_Records to process_
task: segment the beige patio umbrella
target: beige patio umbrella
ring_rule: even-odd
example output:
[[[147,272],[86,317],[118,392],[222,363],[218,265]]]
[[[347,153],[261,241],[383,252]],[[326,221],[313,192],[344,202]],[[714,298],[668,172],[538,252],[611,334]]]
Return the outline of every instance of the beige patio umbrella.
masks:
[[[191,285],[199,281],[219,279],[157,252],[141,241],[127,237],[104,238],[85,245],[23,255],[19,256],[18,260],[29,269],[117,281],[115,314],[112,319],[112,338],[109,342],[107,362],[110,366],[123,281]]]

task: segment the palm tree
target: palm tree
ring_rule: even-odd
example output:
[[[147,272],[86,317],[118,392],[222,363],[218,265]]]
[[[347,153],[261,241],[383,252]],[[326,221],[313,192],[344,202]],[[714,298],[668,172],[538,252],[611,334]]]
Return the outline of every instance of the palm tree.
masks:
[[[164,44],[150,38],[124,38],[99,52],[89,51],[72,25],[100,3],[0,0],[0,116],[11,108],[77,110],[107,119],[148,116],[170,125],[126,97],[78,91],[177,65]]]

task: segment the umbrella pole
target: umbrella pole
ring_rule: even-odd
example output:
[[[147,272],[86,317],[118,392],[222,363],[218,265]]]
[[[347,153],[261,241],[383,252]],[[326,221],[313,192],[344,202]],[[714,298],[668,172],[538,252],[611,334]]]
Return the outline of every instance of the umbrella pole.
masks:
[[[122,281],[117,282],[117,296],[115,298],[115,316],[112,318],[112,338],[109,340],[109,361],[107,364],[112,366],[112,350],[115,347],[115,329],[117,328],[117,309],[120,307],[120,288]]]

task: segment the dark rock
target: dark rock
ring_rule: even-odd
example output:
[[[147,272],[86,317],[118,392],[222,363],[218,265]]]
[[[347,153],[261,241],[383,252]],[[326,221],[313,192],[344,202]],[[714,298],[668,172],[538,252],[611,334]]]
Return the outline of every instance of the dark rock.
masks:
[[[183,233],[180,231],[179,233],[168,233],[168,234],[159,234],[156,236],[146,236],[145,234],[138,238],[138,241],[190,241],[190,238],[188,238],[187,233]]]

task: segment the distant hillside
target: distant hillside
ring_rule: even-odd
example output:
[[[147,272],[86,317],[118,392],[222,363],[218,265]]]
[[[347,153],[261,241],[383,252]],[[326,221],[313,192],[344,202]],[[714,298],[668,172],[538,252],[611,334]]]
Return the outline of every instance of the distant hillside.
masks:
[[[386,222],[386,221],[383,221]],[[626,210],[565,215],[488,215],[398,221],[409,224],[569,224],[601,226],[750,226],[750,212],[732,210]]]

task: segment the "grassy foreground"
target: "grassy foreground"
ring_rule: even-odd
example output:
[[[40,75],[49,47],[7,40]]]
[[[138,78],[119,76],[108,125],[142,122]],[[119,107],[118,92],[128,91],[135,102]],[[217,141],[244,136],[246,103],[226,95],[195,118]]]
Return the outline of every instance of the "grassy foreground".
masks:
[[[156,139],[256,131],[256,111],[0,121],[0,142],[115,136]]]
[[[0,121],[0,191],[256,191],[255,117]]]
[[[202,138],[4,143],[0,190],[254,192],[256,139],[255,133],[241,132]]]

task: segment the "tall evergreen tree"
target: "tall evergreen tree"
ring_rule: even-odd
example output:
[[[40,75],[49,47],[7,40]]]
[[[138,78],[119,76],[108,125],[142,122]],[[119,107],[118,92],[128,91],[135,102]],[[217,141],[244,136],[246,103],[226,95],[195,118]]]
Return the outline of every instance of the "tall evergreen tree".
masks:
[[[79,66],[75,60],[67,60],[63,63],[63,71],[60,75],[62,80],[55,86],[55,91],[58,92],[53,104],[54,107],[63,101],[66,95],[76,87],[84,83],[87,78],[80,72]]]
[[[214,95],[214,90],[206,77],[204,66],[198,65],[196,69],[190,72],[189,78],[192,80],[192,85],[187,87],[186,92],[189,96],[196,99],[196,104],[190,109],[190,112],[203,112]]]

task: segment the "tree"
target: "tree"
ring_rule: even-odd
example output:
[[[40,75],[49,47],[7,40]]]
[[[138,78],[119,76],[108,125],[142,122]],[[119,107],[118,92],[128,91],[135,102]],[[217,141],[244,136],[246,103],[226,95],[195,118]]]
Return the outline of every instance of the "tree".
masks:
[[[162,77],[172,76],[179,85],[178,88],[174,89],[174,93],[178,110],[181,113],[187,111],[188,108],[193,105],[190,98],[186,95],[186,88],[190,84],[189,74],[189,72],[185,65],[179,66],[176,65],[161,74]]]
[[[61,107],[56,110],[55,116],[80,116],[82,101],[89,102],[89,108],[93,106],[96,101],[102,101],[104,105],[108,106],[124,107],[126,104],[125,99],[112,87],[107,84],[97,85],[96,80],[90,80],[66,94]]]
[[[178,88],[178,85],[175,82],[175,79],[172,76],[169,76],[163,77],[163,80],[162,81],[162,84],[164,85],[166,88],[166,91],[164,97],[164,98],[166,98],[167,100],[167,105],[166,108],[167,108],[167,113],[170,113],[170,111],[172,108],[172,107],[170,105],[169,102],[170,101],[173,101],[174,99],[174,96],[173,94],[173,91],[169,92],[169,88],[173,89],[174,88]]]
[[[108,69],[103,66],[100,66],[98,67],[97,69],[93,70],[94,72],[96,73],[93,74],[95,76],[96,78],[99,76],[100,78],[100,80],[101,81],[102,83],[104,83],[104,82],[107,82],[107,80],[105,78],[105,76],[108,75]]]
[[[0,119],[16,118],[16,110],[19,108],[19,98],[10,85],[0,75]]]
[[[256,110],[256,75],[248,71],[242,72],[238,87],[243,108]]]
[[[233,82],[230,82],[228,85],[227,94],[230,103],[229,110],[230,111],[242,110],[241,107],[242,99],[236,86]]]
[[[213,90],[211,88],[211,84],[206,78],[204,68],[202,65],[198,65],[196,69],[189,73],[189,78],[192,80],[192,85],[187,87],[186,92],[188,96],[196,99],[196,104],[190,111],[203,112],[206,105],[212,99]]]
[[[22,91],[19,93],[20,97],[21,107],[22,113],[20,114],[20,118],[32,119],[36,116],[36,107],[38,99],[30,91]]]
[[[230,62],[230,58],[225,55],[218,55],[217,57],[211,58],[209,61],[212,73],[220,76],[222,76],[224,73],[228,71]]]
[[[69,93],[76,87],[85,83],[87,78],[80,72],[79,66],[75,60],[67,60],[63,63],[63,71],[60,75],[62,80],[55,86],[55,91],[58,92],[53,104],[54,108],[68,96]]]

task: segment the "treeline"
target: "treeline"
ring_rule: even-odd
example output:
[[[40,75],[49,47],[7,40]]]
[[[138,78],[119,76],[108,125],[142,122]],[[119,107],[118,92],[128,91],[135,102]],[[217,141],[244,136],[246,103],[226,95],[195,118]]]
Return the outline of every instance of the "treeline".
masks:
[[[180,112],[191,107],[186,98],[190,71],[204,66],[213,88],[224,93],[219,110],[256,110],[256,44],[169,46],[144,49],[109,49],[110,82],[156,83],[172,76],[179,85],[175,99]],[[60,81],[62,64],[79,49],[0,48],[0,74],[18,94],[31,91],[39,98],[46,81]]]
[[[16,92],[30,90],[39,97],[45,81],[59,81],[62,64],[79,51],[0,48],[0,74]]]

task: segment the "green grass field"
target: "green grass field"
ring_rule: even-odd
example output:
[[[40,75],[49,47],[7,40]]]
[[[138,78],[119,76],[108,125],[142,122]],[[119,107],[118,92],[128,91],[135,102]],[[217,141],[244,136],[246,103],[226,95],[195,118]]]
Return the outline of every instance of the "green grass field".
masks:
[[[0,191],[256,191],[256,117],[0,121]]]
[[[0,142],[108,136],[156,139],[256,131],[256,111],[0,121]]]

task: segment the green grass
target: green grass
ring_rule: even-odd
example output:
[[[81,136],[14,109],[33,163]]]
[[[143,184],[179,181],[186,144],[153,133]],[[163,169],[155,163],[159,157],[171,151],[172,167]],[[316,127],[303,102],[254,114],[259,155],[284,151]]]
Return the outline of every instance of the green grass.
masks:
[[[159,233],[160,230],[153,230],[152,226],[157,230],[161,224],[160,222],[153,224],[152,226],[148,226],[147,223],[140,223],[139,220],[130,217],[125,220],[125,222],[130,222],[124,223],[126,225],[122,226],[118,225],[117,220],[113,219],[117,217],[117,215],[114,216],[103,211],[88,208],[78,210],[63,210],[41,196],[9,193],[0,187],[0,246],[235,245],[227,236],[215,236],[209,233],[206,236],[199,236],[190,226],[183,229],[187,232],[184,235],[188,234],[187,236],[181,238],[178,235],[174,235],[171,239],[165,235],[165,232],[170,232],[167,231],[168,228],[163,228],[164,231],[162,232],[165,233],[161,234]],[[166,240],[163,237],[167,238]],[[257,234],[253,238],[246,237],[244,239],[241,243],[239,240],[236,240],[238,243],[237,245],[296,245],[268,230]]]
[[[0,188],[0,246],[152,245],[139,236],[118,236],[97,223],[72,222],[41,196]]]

_Objective_
Print the records unchanged, starting with the line that contains "task: segment the green grass" and going on through the end of the records.

_Full response_
task: segment the green grass
target: green grass
ring_rule: even-odd
example output:
[[[81,136],[14,109],[33,163]]]
[[[143,184],[179,181],[186,144],[153,133]],[[163,169],[155,163],[159,157],[171,151],[172,167]],[[316,127],[303,102],[254,114],[259,155],[284,151]]]
Return the outline of every instance of the green grass.
masks:
[[[159,233],[160,230],[153,230],[152,226],[157,230],[161,224],[160,222],[153,224],[152,226],[148,226],[147,223],[140,223],[139,220],[130,217],[125,220],[125,222],[130,222],[124,223],[126,225],[122,226],[118,225],[117,220],[113,219],[117,217],[117,215],[114,216],[103,211],[88,208],[78,210],[63,210],[41,196],[9,193],[0,187],[0,246],[235,245],[227,236],[215,236],[209,233],[206,236],[199,236],[190,226],[183,229],[187,232],[184,235],[188,234],[187,236],[181,238],[178,235],[174,235],[171,239],[165,235],[165,232],[170,232],[167,231],[168,228],[163,228],[164,231],[162,232],[165,233],[161,234]],[[166,240],[163,237],[167,238]],[[257,234],[253,238],[246,237],[244,239],[241,243],[239,240],[236,240],[238,243],[237,245],[296,245],[268,230]]]
[[[0,188],[0,246],[152,245],[139,236],[118,236],[97,223],[72,222],[41,196]]]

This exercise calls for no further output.